◆ OBJECTIVES:
1. Summarize the passage on BPER prioritization in three sentences.
2. Reproduce the passage on BPER prioritization word for word, between "Episode Reward. The" and "the priority values.", inclusive.

◆ DOCUMENT EXTRACT:
-- begin --

Algorithm 3 presents the pseudo-code for the entire prioritizing process. Similar to the PER method, the priorities are only updated for the current sampled mini-batch to maintain computational efficiency. Additionally, alpha-weighting the probability and importance sampling are used similarly to PER. Notice the algorithm depicts the procedure for current-next Strategy (BPERcn). all-vs-all Strategy (BPERaa) requires a minor replacement in line 19, where \(U_\omega(s_i, s_{i+1})\) should be replaced with the relative distance \(U^B_\omega(s_i)\).

Results

A 31-state simple GridWorld was used as a proof of concept to evaluate three key problems in non-uniform sampling methods: task-agnostic sampling, outdated priorities, and state space coverage. After that, a general evaluation was performed on classical environments.

Episode Reward. The following plot illustrates (a) the episode reward performance over time, averaged with a moving window of 100 episodes across 5 independent executions. , and (b) the cumulative reward performance over time, averaged over 5 independent executions, with shaded regions representing the variability for each method.

Task-agnostic Sampling. The following plot illustrates the evolution of priority distributions in the experience replay over time, with the final distribution (at 100k steps) highlighted at the top. The results show that both proposed strategies, BPERcn and BPERaa, consistently generate higher priority values over time, encouraging more behaviorally dissimilar transitions, while PER exhibits an accumulation of low priority values over time. Notably, BPERaa exhibits slightly greater variability in the priority values.

-- end --

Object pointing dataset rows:
-- begin --

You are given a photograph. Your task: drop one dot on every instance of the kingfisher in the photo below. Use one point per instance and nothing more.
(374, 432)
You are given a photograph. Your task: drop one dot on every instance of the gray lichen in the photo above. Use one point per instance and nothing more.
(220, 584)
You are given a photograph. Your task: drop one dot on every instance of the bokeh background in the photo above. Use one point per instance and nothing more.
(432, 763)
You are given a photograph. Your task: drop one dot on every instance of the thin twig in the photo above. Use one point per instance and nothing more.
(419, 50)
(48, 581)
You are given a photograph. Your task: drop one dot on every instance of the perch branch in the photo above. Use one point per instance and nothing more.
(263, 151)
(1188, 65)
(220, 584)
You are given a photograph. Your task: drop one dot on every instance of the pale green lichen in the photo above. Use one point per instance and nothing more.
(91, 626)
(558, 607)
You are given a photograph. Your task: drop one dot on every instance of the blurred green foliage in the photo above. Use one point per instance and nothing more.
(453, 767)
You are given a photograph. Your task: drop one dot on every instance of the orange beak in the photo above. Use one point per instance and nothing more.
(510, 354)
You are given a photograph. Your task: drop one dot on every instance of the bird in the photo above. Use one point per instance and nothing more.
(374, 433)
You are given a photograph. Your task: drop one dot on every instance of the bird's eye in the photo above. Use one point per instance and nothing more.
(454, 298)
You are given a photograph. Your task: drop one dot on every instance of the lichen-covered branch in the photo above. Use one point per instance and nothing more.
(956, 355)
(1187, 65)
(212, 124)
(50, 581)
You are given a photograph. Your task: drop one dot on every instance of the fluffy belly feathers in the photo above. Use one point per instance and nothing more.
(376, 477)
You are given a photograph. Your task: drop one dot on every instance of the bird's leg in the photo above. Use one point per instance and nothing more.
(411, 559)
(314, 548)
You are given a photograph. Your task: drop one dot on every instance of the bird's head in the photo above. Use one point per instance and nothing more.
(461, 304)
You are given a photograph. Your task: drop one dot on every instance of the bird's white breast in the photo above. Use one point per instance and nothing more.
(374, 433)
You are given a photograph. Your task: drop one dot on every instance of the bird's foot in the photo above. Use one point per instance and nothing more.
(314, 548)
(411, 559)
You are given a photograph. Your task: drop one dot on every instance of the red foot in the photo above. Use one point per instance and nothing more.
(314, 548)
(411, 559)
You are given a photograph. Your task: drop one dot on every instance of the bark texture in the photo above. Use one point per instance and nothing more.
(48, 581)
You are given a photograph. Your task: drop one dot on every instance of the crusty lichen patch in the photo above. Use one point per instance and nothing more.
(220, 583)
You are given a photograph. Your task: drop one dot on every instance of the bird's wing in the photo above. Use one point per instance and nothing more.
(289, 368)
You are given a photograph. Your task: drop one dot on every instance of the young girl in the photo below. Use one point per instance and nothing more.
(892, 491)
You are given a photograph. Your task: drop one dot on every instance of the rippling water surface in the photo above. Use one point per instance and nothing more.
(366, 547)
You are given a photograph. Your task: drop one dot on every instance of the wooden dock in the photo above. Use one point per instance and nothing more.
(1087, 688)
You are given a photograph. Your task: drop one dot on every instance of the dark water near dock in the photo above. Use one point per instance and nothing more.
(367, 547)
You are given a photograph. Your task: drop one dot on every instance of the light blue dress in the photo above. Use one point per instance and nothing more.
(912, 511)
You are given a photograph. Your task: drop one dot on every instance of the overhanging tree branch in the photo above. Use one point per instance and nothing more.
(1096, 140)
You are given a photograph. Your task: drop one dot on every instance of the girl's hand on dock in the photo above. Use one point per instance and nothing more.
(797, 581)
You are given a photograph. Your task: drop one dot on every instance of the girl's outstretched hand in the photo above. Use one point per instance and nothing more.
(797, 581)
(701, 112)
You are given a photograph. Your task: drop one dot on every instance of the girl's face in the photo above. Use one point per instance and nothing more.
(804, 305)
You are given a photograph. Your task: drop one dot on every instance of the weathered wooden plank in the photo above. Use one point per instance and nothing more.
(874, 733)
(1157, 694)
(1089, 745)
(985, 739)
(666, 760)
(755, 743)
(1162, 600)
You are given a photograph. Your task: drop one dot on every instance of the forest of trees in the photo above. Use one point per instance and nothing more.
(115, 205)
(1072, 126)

-- end --

◆ PER-TASK OUTPUTS:
1. Algorithm 3 gives the pseudo-code for the prioritizing process, which, like PER, updates priorities only for the sampled mini-batch and uses alpha-weighting and importance sampling. The algorithm shows the current-next strategy (BPERcn), while the all-vs-all strategy (BPERaa) needs a minor replacement in line 19. A 31-state GridWorld was used to evaluate task-agnostic sampling, outdated priorities, and state space coverage before a general evaluation on classical environments, and both BPERcn and BPERaa consistently generated higher priority values over time while PER accumulated low priority values.

2.
Episode Reward. The following plot illustrates (a) the episode reward performance over time, averaged with a moving window of 100 episodes across 5 independent executions. , and (b) the cumulative reward performance over time, averaged over 5 independent executions, with shaded regions representing the variability for each method.

Task-agnostic Sampling. The following plot illustrates the evolution of priority distributions in the experience replay over time, with the final distribution (at 100k steps) highlighted at the top. The results show that both proposed strategies, BPERcn and BPERaa, consistently generate higher priority values over time, encouraging more behaviorally dissimilar transitions, while PER exhibits an accumulation of low priority values over time. Notably, BPERaa exhibits slightly greater variability in the priority values.